» **DIRECTION**: Express as a numbered list the lines beginning with the one that contains "of the plant" and ending with the final line of the entries, leaving out blank lines. Include only those lines.

» **Point annotation dataset entries**:

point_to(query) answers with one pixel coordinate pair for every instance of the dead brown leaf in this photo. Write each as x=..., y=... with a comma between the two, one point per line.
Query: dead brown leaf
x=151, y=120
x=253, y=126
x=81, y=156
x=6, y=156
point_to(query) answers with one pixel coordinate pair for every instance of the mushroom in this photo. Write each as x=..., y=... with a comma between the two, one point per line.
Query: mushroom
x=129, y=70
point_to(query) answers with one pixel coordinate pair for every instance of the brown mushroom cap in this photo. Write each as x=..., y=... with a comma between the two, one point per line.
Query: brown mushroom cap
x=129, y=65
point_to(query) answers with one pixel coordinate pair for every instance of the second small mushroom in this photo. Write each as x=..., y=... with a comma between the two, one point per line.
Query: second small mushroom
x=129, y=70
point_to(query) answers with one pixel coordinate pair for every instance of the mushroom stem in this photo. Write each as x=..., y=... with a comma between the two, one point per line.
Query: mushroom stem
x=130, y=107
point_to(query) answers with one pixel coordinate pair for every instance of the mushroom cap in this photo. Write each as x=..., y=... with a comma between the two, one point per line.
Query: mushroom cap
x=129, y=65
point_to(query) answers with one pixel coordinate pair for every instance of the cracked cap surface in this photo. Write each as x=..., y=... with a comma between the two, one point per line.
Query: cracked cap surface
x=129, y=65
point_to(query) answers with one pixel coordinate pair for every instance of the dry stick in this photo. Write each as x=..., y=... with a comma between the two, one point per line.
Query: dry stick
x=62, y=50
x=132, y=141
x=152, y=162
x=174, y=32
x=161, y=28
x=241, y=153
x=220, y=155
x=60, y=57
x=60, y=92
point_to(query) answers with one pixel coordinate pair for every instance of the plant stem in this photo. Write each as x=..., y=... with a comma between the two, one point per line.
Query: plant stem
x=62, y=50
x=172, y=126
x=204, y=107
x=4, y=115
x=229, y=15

» **WRITTEN REPLY**:
1. point_to(query) answers with one pixel coordinate pair for every instance of the plant stem in this photo. Write each as x=..., y=... with a comma between the two, one point per line.
2. Query: plant stem
3. x=62, y=50
4. x=172, y=126
5. x=204, y=107
6. x=4, y=115
7. x=229, y=15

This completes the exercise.